Stored entries
———

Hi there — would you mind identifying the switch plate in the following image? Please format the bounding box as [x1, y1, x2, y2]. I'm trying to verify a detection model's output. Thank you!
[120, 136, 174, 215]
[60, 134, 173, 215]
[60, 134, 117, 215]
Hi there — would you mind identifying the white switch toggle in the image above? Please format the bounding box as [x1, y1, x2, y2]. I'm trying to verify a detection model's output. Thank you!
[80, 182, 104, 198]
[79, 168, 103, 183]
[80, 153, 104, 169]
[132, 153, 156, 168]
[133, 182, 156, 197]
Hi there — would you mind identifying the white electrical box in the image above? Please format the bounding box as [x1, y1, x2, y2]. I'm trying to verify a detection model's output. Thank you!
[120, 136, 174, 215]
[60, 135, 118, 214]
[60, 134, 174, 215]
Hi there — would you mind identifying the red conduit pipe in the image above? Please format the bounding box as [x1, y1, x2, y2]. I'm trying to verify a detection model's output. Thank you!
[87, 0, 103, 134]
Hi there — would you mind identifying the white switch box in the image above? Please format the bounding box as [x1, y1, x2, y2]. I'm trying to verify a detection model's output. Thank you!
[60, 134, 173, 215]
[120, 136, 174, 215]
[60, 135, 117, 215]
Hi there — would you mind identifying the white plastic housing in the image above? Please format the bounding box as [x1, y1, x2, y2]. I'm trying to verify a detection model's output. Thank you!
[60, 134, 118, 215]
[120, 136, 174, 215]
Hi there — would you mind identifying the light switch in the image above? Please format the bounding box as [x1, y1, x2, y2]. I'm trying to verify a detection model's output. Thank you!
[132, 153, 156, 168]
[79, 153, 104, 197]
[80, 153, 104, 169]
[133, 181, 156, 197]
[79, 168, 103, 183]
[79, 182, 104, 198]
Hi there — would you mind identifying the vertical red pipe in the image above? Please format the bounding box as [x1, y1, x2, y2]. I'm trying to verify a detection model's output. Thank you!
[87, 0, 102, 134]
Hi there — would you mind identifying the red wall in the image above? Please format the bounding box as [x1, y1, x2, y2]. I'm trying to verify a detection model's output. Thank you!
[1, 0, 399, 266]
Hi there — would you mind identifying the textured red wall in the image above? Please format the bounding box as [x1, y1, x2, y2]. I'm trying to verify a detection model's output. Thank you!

———

_Task brief_
Retype the records above in full, with no differences.

_Response_
Hi there — would you mind identifying the switch plate in the following image? Please format the bounding box as [x1, y1, x2, y2]. I'm trying to verify a detection model's output. Thank you!
[120, 136, 174, 215]
[60, 134, 173, 215]
[60, 134, 117, 215]
Hi there — would you mind identifying the white switch toggle in the image above? Please format the bounding box as [x1, y1, x2, y2]. I'm trying to verify a detection model's output. Thank you!
[80, 182, 104, 198]
[79, 168, 103, 183]
[80, 153, 104, 169]
[132, 153, 156, 168]
[133, 182, 156, 197]
Hi there — would you mind identifying the white electrical box in the image above? Please format the bounding box as [x1, y1, x2, y2]. I'm trying to verify a detection model's output. Thank you!
[120, 136, 174, 215]
[60, 135, 118, 214]
[60, 134, 174, 215]
Hi there — would you mind identifying the red conduit pipe in the image above? Please format the bounding box as [x1, y1, x2, y2]. I'm trying to verify a detection model's output. Thank you!
[87, 0, 103, 134]
Hi there — would you mind identifying the white switch box in the image above? Please format the bounding box as [x1, y1, x2, y2]. I'm trying to verify a detection model's output. Thank you!
[60, 134, 173, 215]
[120, 136, 174, 215]
[60, 135, 117, 215]
Hi there — would you mind identifying the white plastic housing in the image above? Please format the bounding box as [x1, y1, x2, y2]. I'm trying to verify a detection model's output. Thank you!
[60, 134, 118, 215]
[120, 136, 174, 215]
Hi there — would you mind identifying the light switch in the image above? Please format the bounding box as [x1, y1, x2, y2]. I'm trying to verify a detection model's output. Thank you!
[132, 153, 156, 168]
[79, 153, 104, 197]
[80, 153, 104, 169]
[133, 181, 156, 197]
[79, 168, 103, 183]
[79, 182, 104, 198]
Hi there — would you mind identifying the vertical red pipe in the image above? Please format the bounding box as [x1, y1, x2, y2]. I'm trying to verify a detection model's output. Thank you!
[87, 0, 102, 134]
Hi there — would you mind identifying the red wall in the image above? Please format the bounding box as [x1, y1, x2, y2]. I'm trying to verify a detection model's output. Thank you!
[1, 0, 399, 266]
Hi there — would you mind identifying the textured red wall in the image above? Please format the bounding box as [x1, y1, x2, y2]. I'm trying to verify a detection model's output. Thank you!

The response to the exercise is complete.